● Stored data entries
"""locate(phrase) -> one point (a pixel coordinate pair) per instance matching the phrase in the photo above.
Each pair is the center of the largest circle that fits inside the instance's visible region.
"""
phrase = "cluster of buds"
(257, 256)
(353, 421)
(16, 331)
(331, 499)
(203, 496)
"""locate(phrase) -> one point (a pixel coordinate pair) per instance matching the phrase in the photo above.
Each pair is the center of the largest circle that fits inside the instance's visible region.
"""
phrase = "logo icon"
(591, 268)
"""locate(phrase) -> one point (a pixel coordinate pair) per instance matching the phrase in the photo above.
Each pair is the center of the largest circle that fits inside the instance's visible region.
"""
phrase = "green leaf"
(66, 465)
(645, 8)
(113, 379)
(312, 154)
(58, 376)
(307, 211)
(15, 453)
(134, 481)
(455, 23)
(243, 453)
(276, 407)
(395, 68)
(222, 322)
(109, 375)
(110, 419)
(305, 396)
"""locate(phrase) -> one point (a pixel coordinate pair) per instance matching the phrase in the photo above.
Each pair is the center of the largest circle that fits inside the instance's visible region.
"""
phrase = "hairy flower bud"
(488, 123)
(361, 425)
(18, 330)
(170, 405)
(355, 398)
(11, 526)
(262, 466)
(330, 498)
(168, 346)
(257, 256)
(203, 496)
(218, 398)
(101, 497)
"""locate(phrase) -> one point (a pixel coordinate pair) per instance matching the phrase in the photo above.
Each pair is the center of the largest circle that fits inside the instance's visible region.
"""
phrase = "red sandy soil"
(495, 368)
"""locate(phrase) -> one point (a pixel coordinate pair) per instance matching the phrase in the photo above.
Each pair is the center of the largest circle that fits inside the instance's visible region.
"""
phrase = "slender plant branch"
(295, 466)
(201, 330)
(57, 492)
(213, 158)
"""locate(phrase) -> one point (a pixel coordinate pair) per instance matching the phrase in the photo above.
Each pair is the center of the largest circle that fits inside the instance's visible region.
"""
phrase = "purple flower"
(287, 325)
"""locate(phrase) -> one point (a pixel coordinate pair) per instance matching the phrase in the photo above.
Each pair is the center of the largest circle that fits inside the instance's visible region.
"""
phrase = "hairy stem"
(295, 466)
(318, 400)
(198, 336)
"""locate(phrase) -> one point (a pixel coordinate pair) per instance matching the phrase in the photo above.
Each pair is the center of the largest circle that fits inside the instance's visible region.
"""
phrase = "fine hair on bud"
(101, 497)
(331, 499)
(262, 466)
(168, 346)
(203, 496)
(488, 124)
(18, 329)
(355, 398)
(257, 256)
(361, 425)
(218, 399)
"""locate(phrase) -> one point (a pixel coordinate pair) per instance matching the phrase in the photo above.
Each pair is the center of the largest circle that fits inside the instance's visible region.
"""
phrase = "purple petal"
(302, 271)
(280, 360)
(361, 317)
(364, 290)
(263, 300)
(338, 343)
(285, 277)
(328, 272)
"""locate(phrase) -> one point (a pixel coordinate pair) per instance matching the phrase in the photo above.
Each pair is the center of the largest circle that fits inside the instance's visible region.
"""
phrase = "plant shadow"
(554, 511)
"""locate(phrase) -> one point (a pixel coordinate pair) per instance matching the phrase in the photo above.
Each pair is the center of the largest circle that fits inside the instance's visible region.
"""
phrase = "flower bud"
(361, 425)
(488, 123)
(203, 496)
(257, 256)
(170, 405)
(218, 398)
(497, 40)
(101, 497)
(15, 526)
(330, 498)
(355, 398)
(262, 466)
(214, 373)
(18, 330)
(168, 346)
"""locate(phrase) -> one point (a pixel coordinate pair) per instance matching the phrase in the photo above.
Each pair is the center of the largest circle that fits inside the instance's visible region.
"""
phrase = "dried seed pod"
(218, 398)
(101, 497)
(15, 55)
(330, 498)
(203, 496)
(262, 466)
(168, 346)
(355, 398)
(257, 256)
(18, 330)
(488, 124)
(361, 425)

● Problem statement
Your answer must be the records themselves, output again exactly.

● Exercise answer
"""locate(phrase) -> one point (a pixel coordinate pair) per instance matching the phrase in the photo above.
Each pair is the center of the largest circle that fits inside the instance's visible region.
"""
phrase = "cluster of buds"
(257, 256)
(353, 421)
(16, 331)
(331, 499)
(203, 496)
"""locate(phrase) -> one point (a pixel coordinate pair) per instance matching the phrase in the photo above.
Each pair is the center of the largest circle that fits inside the instance's visible region.
"""
phrase = "logo icon"
(591, 268)
"""locate(phrase) -> one point (a pixel coordinate pair) per instance matching the phrase in the photo above.
Each pair is the center of the largest circle that fits inside the instance's visible region.
"""
phrase = "green leaf"
(66, 465)
(645, 8)
(113, 379)
(312, 154)
(58, 376)
(307, 211)
(15, 453)
(134, 481)
(455, 23)
(243, 453)
(276, 407)
(395, 68)
(222, 322)
(109, 375)
(110, 419)
(305, 396)
"""locate(phrase) -> one point (a pixel coordinate pair) per instance matching the phrase in the photo above.
Each pair is the center of the largest circle that fits inside the instance's visible region.
"""
phrase = "hairy flower bud"
(488, 123)
(361, 425)
(18, 330)
(170, 405)
(355, 398)
(11, 526)
(262, 466)
(330, 498)
(168, 346)
(257, 256)
(203, 496)
(218, 398)
(101, 497)
"""locate(phrase) -> one point (a pixel coordinate pair) per instance matching the phrase in the photo above.
Each pair is the center of the largest circle that fits inside the instance's visible region.
"""
phrase = "red sandy soil"
(495, 368)
"""locate(phrase) -> one point (a pixel coordinate pair) per instance matching the phrase in the photo above.
Each pair is the center of the largest circle that fits inside the instance's visible region.
"""
phrase = "slender plant branch"
(295, 466)
(201, 330)
(57, 492)
(213, 158)
"""locate(phrase) -> one point (a pixel coordinate pair) per instance matching the phrase in the photo above.
Each pair is the center of the largest circle that fits inside the instance's visible region.
"""
phrase = "purple flower"
(287, 325)
"""locate(phrase) -> one point (a pixel coordinate pair) per instance matching the phrase in the photo above.
Each pair is the center of the largest circle that fits inside the instance's visible region.
"""
phrase = "hairy stem"
(295, 466)
(318, 400)
(198, 336)
"""locate(phrase) -> one point (a pixel coordinate pair) per instance matching the phrase in the photo above.
Each pair is the center of the largest circle that fits inside the instance's visible region.
"""
phrase = "fine hair on bud"
(101, 497)
(331, 499)
(262, 466)
(168, 346)
(203, 496)
(488, 124)
(18, 329)
(355, 398)
(257, 256)
(361, 425)
(218, 399)
"""locate(phrase) -> one point (a pixel coordinate pair) per instance matching the phrase in the photo above.
Each pair is the center of the largest circle that fits inside the instance's visible region.
"""
phrase = "purple petal"
(302, 271)
(280, 360)
(361, 317)
(364, 290)
(263, 300)
(338, 343)
(285, 277)
(328, 272)
"""locate(phrase) -> one point (a pixel coordinate pair) per instance matching the phrase in the photo above.
Each pair is the center of the largest circle that fits inside the instance's visible region.
"""
phrase = "plant shadow"
(554, 511)
"""locate(phrase) -> one point (a pixel coordinate pair) per instance matching the phrase in the photo above.
Each pair is the center of the largest circle that fits inside the instance's visible region.
"""
phrase = "flower bud"
(361, 425)
(488, 123)
(203, 496)
(257, 256)
(170, 405)
(218, 398)
(497, 40)
(101, 497)
(15, 526)
(330, 498)
(355, 398)
(262, 466)
(214, 373)
(18, 330)
(168, 346)
"""locate(phrase) -> one point (a pixel coordinate pair) per instance matching the phrase in the photo above.
Each pair is the center of the largest circle that fits inside the instance's visible region.
"""
phrase = "dried seed pod"
(218, 398)
(101, 497)
(15, 55)
(330, 498)
(203, 496)
(262, 466)
(168, 346)
(355, 398)
(257, 256)
(18, 330)
(488, 124)
(361, 425)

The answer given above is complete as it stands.